* WORK TO COMPLETE *
Print only the line with "of the person" and the lines after it, ending with the last line of the material, each exactly as it stands.

* MATERIAL PROVIDED *
%%

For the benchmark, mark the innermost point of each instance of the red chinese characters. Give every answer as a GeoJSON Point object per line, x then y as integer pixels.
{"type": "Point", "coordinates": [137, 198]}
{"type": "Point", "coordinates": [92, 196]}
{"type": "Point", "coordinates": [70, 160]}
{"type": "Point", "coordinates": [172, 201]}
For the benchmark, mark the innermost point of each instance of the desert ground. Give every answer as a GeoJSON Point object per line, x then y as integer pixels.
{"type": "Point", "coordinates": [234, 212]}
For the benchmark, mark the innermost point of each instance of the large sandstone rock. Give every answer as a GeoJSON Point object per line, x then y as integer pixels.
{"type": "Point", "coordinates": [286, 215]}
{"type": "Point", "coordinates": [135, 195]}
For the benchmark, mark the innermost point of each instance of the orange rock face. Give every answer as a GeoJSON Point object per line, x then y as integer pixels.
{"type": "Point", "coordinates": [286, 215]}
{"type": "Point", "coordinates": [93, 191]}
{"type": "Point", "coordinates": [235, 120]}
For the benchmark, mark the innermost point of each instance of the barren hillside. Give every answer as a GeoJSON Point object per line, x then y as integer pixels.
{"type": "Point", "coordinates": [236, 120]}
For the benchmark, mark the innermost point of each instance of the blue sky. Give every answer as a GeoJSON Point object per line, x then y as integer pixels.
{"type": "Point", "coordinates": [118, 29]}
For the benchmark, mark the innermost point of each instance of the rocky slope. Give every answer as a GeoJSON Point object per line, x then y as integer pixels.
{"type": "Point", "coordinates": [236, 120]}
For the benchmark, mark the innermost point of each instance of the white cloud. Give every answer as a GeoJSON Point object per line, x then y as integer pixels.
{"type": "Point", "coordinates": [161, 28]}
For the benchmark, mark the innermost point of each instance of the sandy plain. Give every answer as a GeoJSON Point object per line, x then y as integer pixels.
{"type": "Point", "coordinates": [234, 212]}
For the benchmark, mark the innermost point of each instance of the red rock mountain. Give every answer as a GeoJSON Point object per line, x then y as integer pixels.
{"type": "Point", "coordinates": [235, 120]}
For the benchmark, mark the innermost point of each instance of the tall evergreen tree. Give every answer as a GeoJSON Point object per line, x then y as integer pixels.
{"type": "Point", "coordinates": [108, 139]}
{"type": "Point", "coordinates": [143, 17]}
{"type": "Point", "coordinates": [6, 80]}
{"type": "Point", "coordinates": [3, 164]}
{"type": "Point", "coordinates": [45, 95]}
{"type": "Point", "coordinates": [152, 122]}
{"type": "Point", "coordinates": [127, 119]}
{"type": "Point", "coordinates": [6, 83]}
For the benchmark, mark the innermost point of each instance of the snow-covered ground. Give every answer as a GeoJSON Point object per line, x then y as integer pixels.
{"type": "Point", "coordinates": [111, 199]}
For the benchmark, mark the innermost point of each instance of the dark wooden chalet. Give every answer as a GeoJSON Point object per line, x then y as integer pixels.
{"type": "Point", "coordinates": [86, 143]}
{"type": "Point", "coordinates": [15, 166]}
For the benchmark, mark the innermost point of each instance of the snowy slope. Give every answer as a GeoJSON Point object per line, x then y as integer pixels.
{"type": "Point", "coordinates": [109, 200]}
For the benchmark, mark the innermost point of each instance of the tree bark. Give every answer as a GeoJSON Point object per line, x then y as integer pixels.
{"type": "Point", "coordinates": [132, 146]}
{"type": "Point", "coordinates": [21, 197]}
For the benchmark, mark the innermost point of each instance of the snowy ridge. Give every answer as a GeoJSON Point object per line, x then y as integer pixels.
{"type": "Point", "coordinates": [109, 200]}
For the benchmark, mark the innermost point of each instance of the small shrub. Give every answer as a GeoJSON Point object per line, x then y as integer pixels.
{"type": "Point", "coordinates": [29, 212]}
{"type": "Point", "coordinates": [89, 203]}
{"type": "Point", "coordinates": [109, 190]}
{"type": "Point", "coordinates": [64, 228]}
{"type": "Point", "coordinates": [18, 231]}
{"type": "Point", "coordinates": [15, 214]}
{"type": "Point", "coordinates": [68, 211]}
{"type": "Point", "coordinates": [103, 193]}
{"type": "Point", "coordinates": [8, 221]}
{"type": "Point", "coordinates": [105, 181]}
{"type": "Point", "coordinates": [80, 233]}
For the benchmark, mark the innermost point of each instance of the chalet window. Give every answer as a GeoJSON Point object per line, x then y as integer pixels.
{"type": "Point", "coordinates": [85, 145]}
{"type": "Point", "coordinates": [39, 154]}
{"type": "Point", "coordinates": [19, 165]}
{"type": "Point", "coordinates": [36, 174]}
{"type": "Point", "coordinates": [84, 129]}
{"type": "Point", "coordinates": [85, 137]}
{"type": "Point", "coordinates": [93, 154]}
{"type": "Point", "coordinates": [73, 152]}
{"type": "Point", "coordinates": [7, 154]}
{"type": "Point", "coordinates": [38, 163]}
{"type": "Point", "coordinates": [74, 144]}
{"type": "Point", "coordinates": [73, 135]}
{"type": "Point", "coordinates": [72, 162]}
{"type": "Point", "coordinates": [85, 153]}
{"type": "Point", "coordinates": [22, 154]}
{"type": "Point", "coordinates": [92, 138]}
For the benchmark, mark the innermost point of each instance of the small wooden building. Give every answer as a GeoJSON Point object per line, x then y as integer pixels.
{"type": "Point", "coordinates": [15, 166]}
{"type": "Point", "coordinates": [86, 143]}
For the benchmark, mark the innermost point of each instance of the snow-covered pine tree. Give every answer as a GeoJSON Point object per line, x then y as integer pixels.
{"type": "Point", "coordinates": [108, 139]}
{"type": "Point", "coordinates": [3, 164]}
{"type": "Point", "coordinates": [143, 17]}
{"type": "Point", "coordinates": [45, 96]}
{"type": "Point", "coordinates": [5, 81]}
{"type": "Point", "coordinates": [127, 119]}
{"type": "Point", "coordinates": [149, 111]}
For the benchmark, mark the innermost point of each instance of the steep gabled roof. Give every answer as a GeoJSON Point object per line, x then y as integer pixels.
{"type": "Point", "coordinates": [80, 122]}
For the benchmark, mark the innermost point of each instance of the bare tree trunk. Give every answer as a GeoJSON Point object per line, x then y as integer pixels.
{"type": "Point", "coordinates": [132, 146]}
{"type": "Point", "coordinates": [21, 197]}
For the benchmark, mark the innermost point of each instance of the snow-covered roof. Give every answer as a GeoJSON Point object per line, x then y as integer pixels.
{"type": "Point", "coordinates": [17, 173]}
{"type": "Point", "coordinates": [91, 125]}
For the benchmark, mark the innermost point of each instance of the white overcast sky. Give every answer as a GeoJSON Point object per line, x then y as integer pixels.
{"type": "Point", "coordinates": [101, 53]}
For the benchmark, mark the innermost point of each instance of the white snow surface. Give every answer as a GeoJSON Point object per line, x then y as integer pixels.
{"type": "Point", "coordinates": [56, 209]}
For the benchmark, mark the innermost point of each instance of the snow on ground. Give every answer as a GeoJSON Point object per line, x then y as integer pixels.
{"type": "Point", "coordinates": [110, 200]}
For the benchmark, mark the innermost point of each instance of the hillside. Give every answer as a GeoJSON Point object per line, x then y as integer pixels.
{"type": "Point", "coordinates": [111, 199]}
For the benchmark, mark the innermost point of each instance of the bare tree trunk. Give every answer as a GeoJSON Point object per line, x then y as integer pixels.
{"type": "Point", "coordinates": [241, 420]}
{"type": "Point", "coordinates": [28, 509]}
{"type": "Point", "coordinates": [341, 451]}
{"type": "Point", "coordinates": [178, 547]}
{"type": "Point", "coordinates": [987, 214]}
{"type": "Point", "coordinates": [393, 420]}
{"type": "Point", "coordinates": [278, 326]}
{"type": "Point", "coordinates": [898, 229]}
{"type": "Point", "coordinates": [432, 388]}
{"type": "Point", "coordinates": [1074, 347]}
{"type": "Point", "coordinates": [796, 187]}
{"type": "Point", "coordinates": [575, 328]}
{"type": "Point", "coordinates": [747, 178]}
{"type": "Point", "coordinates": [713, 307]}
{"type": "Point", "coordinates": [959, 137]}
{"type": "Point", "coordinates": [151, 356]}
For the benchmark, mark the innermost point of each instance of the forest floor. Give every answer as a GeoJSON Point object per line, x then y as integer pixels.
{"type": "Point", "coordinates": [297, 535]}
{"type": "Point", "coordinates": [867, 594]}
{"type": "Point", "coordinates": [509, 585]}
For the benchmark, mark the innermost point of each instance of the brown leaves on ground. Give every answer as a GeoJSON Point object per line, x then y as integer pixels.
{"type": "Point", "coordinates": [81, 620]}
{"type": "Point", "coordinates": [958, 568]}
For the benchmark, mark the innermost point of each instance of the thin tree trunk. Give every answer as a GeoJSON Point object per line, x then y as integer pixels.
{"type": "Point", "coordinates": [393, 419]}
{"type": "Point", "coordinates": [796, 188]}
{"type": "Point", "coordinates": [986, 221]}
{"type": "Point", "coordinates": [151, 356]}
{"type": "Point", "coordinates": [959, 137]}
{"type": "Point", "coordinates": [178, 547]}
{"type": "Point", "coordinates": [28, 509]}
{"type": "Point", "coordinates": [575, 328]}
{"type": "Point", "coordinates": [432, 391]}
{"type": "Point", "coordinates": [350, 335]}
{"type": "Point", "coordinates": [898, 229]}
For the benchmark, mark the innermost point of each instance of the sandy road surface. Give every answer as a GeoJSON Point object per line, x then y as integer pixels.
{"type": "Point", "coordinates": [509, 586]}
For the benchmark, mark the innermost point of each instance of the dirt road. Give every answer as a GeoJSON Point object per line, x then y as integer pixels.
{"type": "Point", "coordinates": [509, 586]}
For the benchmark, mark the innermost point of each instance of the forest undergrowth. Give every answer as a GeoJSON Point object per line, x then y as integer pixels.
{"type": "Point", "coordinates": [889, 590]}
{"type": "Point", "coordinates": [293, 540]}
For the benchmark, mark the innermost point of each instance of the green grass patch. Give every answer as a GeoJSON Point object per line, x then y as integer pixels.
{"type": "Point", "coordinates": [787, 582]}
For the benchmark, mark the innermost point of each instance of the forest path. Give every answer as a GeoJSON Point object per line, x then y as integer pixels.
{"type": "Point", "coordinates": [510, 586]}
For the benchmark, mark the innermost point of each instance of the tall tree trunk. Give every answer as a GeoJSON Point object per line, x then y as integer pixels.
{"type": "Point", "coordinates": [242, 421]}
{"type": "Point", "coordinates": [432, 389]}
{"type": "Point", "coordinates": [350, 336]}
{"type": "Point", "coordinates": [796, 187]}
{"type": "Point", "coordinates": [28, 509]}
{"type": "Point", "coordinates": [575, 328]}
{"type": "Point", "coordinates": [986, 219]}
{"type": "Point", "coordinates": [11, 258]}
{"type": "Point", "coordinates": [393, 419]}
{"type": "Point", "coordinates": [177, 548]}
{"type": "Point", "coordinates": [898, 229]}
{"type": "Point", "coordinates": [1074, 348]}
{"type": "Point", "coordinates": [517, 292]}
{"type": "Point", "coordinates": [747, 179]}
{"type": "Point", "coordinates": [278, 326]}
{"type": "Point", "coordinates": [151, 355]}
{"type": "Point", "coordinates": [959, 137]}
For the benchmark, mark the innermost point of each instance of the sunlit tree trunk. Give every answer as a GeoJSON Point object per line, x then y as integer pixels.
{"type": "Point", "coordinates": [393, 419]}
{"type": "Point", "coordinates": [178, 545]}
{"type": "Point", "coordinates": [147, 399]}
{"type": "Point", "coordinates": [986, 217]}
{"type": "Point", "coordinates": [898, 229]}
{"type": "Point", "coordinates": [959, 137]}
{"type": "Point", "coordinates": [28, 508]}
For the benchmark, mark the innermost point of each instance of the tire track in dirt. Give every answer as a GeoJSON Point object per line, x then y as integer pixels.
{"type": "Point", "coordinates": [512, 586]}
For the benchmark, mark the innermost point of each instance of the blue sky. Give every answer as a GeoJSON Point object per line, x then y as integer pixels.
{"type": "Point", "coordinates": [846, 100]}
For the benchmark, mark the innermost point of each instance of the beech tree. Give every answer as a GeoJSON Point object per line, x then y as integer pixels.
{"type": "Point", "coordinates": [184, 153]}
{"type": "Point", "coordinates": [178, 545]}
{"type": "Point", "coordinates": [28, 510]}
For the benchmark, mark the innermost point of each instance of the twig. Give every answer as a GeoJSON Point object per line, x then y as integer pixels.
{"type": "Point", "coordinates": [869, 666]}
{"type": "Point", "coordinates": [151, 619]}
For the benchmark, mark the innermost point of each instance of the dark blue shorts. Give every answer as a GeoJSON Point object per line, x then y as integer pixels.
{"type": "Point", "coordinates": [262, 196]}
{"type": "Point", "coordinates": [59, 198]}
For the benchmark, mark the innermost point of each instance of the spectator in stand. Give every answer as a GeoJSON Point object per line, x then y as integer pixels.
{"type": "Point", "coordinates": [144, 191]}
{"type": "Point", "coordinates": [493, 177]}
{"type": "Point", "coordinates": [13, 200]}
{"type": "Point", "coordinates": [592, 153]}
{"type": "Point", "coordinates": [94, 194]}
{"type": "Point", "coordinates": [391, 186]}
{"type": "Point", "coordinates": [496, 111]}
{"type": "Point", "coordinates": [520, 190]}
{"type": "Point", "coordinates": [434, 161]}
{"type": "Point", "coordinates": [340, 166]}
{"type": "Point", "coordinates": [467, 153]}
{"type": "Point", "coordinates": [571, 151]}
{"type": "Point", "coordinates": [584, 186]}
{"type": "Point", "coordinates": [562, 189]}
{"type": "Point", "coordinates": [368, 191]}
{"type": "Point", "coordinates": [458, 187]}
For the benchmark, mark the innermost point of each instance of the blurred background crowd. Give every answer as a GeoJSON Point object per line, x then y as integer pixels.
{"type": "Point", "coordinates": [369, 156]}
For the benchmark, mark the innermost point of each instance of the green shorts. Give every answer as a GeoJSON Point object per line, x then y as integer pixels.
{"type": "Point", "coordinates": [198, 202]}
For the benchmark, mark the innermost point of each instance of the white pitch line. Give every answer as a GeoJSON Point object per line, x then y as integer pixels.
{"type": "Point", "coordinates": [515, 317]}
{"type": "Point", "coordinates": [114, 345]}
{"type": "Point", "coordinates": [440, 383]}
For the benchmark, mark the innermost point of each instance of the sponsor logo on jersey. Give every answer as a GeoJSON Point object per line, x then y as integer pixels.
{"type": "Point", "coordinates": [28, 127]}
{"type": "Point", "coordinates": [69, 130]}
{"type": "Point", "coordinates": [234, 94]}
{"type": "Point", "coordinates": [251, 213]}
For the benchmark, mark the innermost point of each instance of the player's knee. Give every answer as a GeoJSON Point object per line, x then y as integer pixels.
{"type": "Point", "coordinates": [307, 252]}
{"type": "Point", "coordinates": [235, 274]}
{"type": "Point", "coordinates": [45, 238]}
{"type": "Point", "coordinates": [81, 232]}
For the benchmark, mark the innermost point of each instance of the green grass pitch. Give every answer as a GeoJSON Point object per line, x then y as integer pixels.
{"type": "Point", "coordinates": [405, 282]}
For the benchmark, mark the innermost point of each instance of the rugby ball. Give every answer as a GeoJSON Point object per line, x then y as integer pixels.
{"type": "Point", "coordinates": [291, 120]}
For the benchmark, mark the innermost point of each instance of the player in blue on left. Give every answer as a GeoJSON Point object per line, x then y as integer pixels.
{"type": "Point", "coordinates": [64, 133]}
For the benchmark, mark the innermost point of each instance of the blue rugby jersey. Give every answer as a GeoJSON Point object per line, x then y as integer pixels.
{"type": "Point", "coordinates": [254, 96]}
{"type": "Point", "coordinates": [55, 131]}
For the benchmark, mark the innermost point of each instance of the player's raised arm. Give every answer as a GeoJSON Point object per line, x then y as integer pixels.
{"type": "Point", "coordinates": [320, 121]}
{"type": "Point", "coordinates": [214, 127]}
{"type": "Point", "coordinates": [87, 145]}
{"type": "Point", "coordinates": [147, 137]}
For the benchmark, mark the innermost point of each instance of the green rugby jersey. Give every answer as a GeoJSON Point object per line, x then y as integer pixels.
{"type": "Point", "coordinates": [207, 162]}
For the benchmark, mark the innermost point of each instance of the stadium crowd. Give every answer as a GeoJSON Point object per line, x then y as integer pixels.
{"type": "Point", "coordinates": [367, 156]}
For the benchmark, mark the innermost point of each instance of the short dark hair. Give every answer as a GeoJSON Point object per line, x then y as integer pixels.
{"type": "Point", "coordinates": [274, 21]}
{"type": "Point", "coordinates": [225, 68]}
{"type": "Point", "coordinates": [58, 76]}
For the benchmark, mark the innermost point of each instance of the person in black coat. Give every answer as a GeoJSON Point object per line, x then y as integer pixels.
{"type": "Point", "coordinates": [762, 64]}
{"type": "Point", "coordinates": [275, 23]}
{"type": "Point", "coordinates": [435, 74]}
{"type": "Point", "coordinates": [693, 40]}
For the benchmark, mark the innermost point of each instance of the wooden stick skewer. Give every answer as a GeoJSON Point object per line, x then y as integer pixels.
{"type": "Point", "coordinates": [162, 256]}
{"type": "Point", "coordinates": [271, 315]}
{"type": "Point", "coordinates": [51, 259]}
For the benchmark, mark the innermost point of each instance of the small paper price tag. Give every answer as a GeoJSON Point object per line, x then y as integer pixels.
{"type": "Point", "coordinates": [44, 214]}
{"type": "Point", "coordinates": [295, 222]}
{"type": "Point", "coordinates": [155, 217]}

%%

* TASK RESULT *
For the benchmark, mark the innermost point of each instance of the person in black coat. Give every answer as a GeoJSON Point object per line, x then y as integer pixels.
{"type": "Point", "coordinates": [762, 64]}
{"type": "Point", "coordinates": [275, 23]}
{"type": "Point", "coordinates": [435, 74]}
{"type": "Point", "coordinates": [693, 40]}
For the benchmark, mark the innermost point of each instance of the wooden stick skewer. Give every answer as a GeoJSON Point object per line, x then y as integer pixels.
{"type": "Point", "coordinates": [162, 256]}
{"type": "Point", "coordinates": [271, 315]}
{"type": "Point", "coordinates": [51, 259]}
For the benchmark, mark the innermost point of each instance of the small paper price tag. Give every answer as a GeoJSON Point object per line, x then y as integer pixels.
{"type": "Point", "coordinates": [44, 214]}
{"type": "Point", "coordinates": [295, 222]}
{"type": "Point", "coordinates": [155, 217]}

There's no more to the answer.